Entries shown

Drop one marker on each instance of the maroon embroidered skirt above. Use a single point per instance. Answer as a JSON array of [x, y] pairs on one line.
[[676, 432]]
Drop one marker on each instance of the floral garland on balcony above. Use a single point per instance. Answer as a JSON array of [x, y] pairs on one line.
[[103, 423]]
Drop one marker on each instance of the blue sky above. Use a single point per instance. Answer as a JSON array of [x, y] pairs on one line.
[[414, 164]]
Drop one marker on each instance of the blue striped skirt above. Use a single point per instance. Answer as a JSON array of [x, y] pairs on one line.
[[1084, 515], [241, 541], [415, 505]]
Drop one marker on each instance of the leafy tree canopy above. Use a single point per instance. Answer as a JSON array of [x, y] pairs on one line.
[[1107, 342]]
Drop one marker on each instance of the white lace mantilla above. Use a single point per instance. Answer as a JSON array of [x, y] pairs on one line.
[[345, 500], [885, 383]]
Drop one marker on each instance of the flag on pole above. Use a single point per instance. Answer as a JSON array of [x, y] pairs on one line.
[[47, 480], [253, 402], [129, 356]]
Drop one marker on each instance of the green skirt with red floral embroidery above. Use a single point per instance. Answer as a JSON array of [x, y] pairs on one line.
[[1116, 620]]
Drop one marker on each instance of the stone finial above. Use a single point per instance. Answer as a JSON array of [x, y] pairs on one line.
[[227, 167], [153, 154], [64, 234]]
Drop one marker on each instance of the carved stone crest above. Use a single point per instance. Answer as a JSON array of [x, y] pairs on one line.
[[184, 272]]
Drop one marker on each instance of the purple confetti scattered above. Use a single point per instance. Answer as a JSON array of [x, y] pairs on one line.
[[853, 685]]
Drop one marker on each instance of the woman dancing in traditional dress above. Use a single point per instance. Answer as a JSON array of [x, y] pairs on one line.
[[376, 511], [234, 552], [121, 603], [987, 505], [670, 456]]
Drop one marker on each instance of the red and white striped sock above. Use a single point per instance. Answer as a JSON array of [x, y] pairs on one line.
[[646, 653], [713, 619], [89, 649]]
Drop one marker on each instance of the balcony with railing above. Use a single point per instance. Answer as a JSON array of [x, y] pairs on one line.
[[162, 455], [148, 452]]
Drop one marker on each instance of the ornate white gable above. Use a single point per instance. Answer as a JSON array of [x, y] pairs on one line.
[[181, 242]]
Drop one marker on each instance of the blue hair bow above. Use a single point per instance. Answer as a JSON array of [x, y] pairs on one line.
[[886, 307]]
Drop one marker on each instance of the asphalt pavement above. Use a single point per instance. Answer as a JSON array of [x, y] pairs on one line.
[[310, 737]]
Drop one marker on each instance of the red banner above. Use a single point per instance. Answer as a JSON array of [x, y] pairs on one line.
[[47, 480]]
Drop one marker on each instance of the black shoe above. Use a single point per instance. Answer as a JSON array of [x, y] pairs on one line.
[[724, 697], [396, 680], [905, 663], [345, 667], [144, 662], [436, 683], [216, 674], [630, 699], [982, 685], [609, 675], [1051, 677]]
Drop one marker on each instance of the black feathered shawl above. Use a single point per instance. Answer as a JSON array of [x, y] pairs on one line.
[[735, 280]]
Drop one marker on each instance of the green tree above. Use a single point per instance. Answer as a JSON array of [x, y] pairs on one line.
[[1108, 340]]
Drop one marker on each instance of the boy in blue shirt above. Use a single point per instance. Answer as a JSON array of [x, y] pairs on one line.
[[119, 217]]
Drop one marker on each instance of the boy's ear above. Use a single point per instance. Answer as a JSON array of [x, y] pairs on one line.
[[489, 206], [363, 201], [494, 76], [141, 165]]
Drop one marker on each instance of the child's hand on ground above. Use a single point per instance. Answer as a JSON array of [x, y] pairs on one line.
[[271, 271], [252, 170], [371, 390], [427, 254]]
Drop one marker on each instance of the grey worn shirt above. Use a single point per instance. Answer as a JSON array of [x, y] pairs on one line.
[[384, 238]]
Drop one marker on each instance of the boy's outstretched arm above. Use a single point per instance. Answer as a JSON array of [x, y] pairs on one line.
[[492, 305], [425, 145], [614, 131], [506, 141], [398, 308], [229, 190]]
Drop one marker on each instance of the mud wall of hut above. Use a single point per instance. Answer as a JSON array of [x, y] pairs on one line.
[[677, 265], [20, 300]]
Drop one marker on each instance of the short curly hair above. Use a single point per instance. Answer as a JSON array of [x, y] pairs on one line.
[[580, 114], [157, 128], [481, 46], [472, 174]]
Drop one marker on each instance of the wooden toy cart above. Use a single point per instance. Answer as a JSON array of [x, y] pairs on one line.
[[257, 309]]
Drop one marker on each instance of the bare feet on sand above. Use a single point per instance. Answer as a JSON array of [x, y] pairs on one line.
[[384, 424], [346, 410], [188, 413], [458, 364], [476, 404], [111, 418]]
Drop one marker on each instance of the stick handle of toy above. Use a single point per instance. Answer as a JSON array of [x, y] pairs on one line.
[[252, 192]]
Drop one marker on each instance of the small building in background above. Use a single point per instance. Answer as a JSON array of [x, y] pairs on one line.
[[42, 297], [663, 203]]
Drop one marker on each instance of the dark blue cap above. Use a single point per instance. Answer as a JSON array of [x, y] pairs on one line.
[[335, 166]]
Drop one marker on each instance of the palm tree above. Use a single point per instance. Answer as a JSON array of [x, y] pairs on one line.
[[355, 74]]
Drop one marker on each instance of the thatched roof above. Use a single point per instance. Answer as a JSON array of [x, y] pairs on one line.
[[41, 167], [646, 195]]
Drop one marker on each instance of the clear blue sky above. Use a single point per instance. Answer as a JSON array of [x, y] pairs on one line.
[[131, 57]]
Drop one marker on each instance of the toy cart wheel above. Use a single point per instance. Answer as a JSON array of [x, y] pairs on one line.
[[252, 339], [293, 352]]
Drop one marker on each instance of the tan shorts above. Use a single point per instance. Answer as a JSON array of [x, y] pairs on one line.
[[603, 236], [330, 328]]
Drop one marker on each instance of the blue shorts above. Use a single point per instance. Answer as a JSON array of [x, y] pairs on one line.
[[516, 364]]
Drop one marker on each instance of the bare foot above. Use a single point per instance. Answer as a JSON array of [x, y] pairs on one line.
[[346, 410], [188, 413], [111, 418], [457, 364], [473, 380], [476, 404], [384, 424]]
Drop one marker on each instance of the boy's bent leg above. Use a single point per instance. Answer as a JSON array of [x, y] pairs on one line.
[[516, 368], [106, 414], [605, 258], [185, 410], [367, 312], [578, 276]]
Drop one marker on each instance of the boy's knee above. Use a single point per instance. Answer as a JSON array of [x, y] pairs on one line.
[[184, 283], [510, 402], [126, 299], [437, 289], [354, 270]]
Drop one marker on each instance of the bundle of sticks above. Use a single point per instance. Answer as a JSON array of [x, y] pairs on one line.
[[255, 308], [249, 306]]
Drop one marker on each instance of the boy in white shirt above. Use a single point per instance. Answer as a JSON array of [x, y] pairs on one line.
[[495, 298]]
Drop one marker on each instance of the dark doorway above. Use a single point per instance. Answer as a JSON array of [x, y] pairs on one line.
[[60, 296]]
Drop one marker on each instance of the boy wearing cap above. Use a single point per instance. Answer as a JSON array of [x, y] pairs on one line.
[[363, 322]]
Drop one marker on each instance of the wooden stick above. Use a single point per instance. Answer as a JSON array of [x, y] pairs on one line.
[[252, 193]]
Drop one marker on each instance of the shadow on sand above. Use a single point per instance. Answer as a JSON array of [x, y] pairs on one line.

Exercise aim
Please repeat the material exactly as it appears above.

Solution for this exercise
Drop one marker on each instance of the maroon embroidered skirt above. Use a single point per instance. Answer as a JSON array of [x, y] pairs on one line.
[[676, 432]]
Drop one marker on each instance of the floral garland on balcony above. Use a single point per instance. Answer as a JSON array of [x, y] pairs on one line.
[[103, 423]]
Drop one marker on each instance of the blue sky above. Use a single point per instance. Answer as a JSON array of [x, y] pairs on one line.
[[414, 164]]
Drop one marker on each instance of the blue striped skirt above. Use a single point per instance. Answer as a JSON array of [x, y] pairs on one line.
[[1084, 515], [241, 541], [415, 505]]
Drop one marker on each instance of the leafy tree canopy above. Use a single point per instance. Answer as a JSON array of [x, y] pairs on one line.
[[1107, 342]]
Drop one marker on each instance of the white lace mantilla above. Use a single point per instance. Answer as a JSON array of [x, y] pairs on one line.
[[345, 500], [885, 383]]
Drop one marker on each instance of the flag on pole above. Use a single point per instance. Answer as a JSON array of [x, y] pairs on one line.
[[47, 480], [253, 402], [129, 356]]
Drop one marker on each instance of the green skirt with red floral embroidery above. Use a single point per instance. Answer as a JSON array of [x, y] pairs on one line.
[[1116, 620]]
Drop one marker on each instance of the stone finial above. Use a single point per instance. Answer as a JSON array of [x, y] pairs on one line.
[[227, 167], [153, 154], [64, 234]]
Drop one marker on each instance of the carved stone crest above. Use a single point per instance. Answer as a JSON array of [x, y] pairs on one line.
[[184, 272]]
Drop one marker on each instance of the purple confetti scattered above. Use a single point per instance. Answer as a JSON array of [x, y] pairs on one line.
[[853, 685]]
Drop one marker on each instance of the woman dancing in traditional dress above. Use a single point per instance. Answer as a JSON array of [x, y] pairs on one line.
[[376, 511], [234, 552], [121, 603], [987, 505], [670, 456]]
Drop one marker on each instance of the red and white striped sock above. Use a single point per instance. Answer as a JSON array of [x, y] pairs on one line.
[[646, 653], [713, 619], [89, 649]]
Drop one marker on each instance of the balcony with railing above. Use a single point per instance. Answer as a JSON array of [x, y] pairs on one line.
[[162, 455], [148, 452]]
Drop one marker on each instance of the ornate white gable above. Use a single point per instance. Answer as a JSON array of [x, y] pairs on one line.
[[181, 242]]
Drop one marker on each instance of the blue hair bow above. Use a single point per instance. Answer as a JSON array of [x, y] pairs on one line.
[[886, 307]]
Drop one marker on each instance of the asphalt pavement above. Use a single point per instance. Answer as a JSON array of [x, y] pairs on one line.
[[310, 737]]
Drop one marker on each instance of the red banner above. Use a single point per instance. Answer as a JSON array of [x, y] pairs on one line.
[[47, 480]]
Drop one marker on each instance of the black shoe above. Use a single point per instance. Answer as a JSON array of [x, y] pairs on one line.
[[724, 697], [396, 680], [905, 663], [345, 667], [144, 662], [436, 683], [216, 674], [630, 699], [982, 685], [609, 675], [1051, 677]]
Drop one marker on each instance of the black feathered shawl above. Use a single point per instance. Answer as a JSON array of [x, y] pairs on one line.
[[735, 280]]
Drop one marker on each instance of the green tree above. Use a single point per instance. Answer as a JSON array of [x, y] pairs on one line.
[[1108, 340]]
Drop one marker on each instance of the boy in blue shirt above. Use a single point per instance. Answer as a JSON array of [x, y] pairs on one line.
[[119, 217]]
Drop one marker on each instance of the boy's ear above. Use a single point per instance. Answer as a JSON array of [x, y] pairs on one line.
[[489, 206], [363, 201], [494, 76], [141, 165]]
Drop one marker on each instance of the child's hand on ground above. Use a single point per instance. Answer as a JSON array of [x, y] pairs on one line.
[[271, 271], [252, 170], [371, 390], [427, 254]]
Drop one marker on each instance of the grey worn shirt above. Use a single point per instance. Answer as a JSON array of [x, y] pairs on one line.
[[384, 238]]
Drop one marker on each instance of the boy's outstretched arm above. Use a single point per instance. Answer as a JSON array of [x, y] pairs on one line.
[[492, 305], [425, 145], [614, 131], [506, 141], [398, 308], [229, 190]]
Drop one marker on each instance of the mud wall of hut above. Use a single point per instance. Answer as a JSON array of [x, y] pairs on one line.
[[677, 265], [20, 300]]
Drop one marker on each instance of the short curly hair above. Use a single point per instance. Answer as a JSON array of [x, y] pairs on one line.
[[580, 114], [157, 128], [481, 46], [472, 174]]
Drop one marker on each instance of the wooden toy cart above. Use a single point per instance. Answer as a JSON array of [x, y] pairs on one line.
[[257, 309]]
Drop one marker on each instance of the bare feet on sand above. Use a single point per instance. Answer as a JSON array of [x, y] pairs on one line.
[[384, 424], [346, 410], [188, 413], [458, 364], [476, 404], [111, 418]]
Drop one marker on each instance of the stick handle of toy above. Use a single point per instance. Answer as a JSON array of [x, y] pairs on one line.
[[252, 192]]
Drop one marker on each instance of the small building in background above. Use a single point per instance. Answer as a JSON array of [x, y] pairs on one line.
[[42, 297], [663, 203]]
Drop one marker on each instance of the dark blue cap above. Use a single point per instance. Answer as a JSON array of [x, y] pairs on one line.
[[335, 166]]
Drop one marker on each instance of the palm tree above. Use a single point per instance. Answer as a JSON array of [x, y] pairs on one line.
[[355, 74]]
Drop one marker on each instance of the thatched roof above. Use a single point per instance. Answer as a JSON array of [x, y] pairs on one line.
[[41, 167], [646, 195]]
Drop one marker on each instance of the clear blue sky above. Use a single point per instance. Answer as a JSON array of [x, y] pairs on one line.
[[131, 57]]
Drop one marker on each instance of the toy cart wheel above. Use a single point per instance. Answer as a JSON array of [x, y] pairs on one line.
[[252, 339], [293, 352]]
Drop one marker on each instance of the tan shorts above. Use a single point per instance. Answer as a JSON array of [x, y] pairs on one line.
[[603, 236], [330, 328]]
Drop one marker on each instance of the blue shorts above. Use a single point per instance. Answer as a JSON array of [x, y] pairs on one line.
[[516, 364]]
Drop one marker on each instance of the bare foot above. Use a single point per instance. Answer as a JSON array of [x, y] pairs on one line.
[[346, 410], [188, 413], [111, 418], [457, 364], [473, 380], [476, 404], [384, 424]]
Drop one marker on each instance of the boy's bent leg above. Use a single point per instance. Answer as a JSON array of [x, y] pairs on one line.
[[516, 368], [106, 414], [605, 258], [185, 410], [367, 312], [578, 276]]
Drop one marker on each instance of the boy's knee above. Use a single point per instance. Answer as a JSON array of [x, y] pairs on one line.
[[184, 283], [510, 402], [126, 299], [437, 289], [354, 270]]
Drop one marker on each instance of the bundle of sticks above. Use a single point per instance. Answer as a JSON array of [x, y] pairs on one line.
[[255, 308], [249, 306]]
Drop one marker on each instance of the boy in white shirt above. Use a single point per instance. Answer as a JSON array of [x, y] pairs on one line.
[[495, 298]]
Drop one marker on each instance of the dark doorway above. Use a single point per instance. Answer as a JSON array of [x, y] pairs on one line.
[[60, 296]]
Drop one marker on each instance of the boy wearing cap above. Use a single point per instance. Answer as a JSON array of [x, y] pairs on one line.
[[363, 322]]
Drop one marker on each instance of the wooden stick above. Use a single point per instance. Answer as a JSON array of [x, y] pairs on one line.
[[252, 193]]
Drop one marker on each instance of the shadow on sand above. Use a single point per instance. Answer as a JSON array of [x, y] pairs on one line.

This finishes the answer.